[[ Provided text open ]]

This exhibition explores law and human rights in the U.S. through poetry. Dicta seeks to educate and inspire the general public in the U.S. to better understand the timelessness of the struggle for human and civil rights, but also the progress made by legal activists.
Harbani Ahuja is a public interest attorney committed to serving marginalized communities and advocating for human rights in all spaces. She has been involved in many legal, policy, legislative, and advocacy efforts, focusing on civil rights, immigrant rights, and public health.
She is currently an Associate Counsel with the Economic Justice Program at the New Jersey Institute for Social Justice. Prior to joining the Institute, Harbani served as Senior Legislative Counsel to the New York City Council, where she led and facilitated the legislative process for the Committees on Civil and Human Rights, Immigration, Health, Hospitals, and the Subcommittee on COVID Recovery and Resiliency. She became an ICAAD Artivist-in-Residence in 2021.

[[ Provided text closed ]]
[[ Dataset extract open ]]

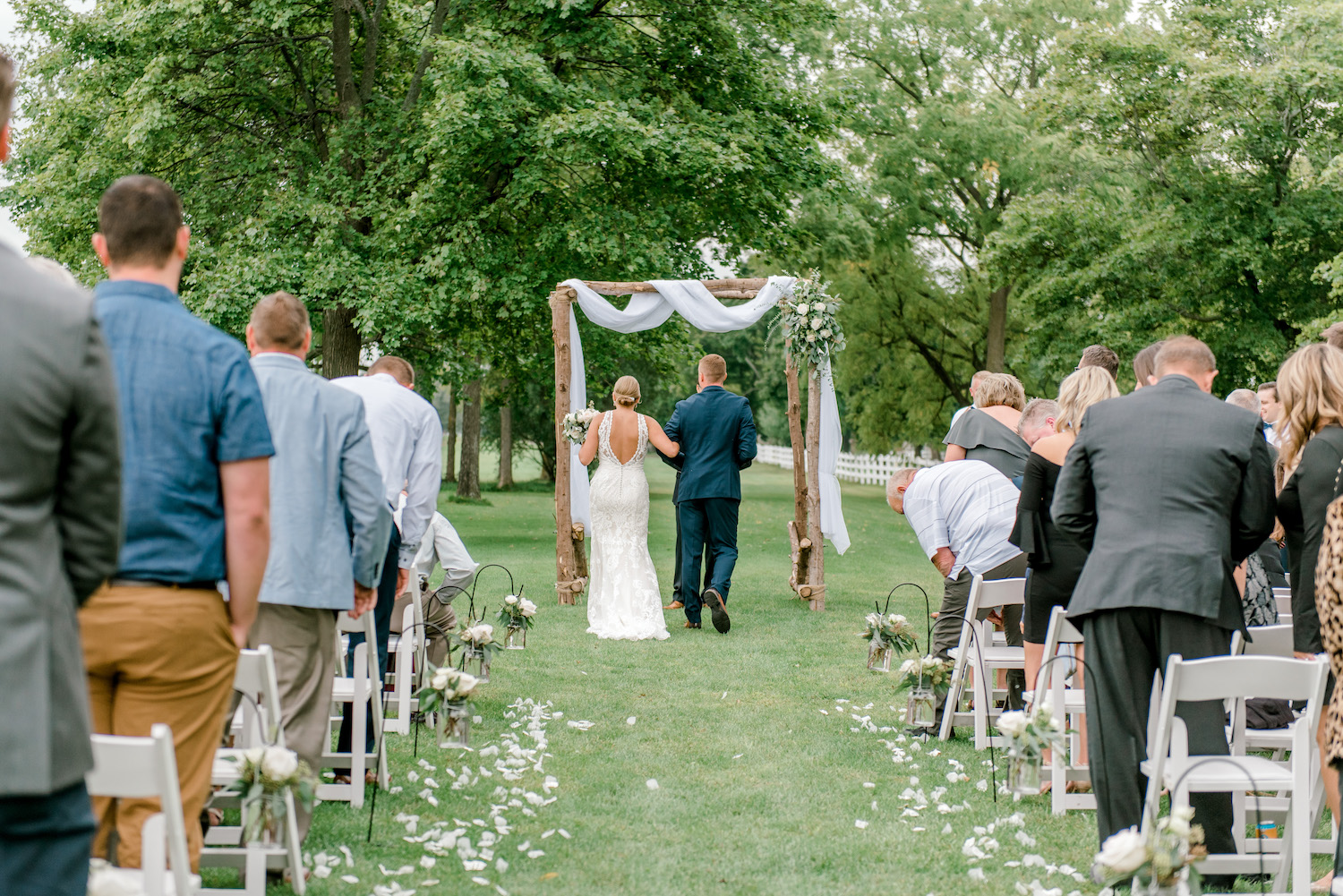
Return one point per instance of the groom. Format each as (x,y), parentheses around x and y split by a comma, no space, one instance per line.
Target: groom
(717,440)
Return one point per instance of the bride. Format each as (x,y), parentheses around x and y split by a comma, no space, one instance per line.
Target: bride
(625,601)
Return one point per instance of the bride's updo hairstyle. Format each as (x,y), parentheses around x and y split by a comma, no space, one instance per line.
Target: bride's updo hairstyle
(626,391)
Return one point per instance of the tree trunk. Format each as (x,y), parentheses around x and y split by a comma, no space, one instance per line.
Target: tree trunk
(996,351)
(341,343)
(450,465)
(505,448)
(469,476)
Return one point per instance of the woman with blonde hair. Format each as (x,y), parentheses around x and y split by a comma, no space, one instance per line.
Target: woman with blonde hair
(988,431)
(1055,560)
(623,600)
(1310,465)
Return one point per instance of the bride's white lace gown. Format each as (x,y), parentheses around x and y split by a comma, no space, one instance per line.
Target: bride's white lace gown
(623,600)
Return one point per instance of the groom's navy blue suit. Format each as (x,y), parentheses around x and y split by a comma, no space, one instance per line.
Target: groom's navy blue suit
(717,438)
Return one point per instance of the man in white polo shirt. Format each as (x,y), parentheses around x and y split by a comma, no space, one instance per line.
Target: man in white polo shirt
(962,515)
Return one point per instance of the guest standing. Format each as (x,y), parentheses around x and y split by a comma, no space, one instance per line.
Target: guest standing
(329,523)
(962,515)
(988,430)
(1053,558)
(407,442)
(160,641)
(1168,490)
(1311,465)
(61,487)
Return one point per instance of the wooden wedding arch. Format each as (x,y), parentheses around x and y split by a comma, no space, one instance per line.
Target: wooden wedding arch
(808,573)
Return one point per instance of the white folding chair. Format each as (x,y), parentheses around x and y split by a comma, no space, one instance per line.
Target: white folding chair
(363,688)
(1170,766)
(258,723)
(980,654)
(1068,705)
(139,769)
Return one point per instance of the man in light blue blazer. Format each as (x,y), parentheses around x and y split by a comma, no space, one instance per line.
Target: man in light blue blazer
(329,522)
(717,439)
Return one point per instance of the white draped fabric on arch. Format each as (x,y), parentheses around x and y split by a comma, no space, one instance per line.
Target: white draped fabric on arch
(692,300)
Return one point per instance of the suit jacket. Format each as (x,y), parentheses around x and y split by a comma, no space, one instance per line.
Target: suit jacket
(716,432)
(1168,488)
(59,520)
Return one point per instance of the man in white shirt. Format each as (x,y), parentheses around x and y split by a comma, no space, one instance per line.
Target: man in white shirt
(407,443)
(441,547)
(962,515)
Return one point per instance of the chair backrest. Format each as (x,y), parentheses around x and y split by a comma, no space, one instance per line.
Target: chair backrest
(255,678)
(1265,641)
(139,769)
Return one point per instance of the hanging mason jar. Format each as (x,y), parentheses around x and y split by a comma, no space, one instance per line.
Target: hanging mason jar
(453,724)
(1023,774)
(878,656)
(477,662)
(921,711)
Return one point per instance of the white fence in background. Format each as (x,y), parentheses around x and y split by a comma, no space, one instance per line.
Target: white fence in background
(865,469)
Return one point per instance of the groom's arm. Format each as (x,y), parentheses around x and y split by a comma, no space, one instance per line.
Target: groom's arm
(746,435)
(673,431)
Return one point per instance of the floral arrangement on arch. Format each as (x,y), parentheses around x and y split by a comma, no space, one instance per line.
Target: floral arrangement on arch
(518,613)
(265,777)
(575,423)
(927,672)
(1163,858)
(808,320)
(889,630)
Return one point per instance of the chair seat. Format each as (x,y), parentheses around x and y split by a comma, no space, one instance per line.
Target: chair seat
(129,882)
(1219,777)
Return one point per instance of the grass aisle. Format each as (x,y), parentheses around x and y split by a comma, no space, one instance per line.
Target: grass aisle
(760,780)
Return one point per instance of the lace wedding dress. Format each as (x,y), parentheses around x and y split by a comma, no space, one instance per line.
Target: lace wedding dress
(623,600)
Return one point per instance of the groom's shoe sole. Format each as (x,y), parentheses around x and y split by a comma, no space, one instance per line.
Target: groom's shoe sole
(720,613)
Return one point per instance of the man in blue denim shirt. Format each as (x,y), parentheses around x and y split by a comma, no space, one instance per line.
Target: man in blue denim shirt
(329,522)
(160,641)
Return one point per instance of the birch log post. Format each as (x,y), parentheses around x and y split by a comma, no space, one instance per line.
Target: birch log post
(566,565)
(817,557)
(798,527)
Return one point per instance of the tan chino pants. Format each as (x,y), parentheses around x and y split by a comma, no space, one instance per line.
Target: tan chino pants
(156,654)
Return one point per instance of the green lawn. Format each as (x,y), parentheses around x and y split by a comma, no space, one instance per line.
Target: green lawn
(760,780)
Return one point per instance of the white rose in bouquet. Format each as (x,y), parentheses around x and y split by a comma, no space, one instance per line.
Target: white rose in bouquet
(1013,723)
(1123,853)
(279,764)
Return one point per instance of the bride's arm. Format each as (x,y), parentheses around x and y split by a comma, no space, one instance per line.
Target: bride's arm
(660,439)
(588,449)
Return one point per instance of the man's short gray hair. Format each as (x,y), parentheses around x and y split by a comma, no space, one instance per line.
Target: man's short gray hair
(1244,397)
(1037,411)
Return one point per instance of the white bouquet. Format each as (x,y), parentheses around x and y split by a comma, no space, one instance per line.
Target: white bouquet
(577,423)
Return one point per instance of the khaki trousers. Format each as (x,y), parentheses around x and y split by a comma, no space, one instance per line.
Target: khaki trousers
(304,644)
(158,654)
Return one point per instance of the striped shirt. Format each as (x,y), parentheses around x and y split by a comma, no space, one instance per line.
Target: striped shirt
(969,507)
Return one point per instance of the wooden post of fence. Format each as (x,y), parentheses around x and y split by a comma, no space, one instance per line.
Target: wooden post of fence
(798,525)
(817,558)
(569,576)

[[ Dataset extract closed ]]

# Tasks for this exercise
1) According to the text about the Dicta exhibition, what is Harbani Ahuja's current position?
2) From the text about the Dicta exhibition, print the passage starting with "This exhibition explores" and going on through "by legal activists.".

# Outputs for the tasks
1) She is an Associate Counsel with the Economic Justice Program at the New Jersey Institute for Social Justice.

2)
This exhibition explores law and human rights in the U.S. through poetry. Dicta seeks to educate and inspire the general public in the U.S. to better understand the timelessness of the struggle for human and civil rights, but also the progress made by legal activists.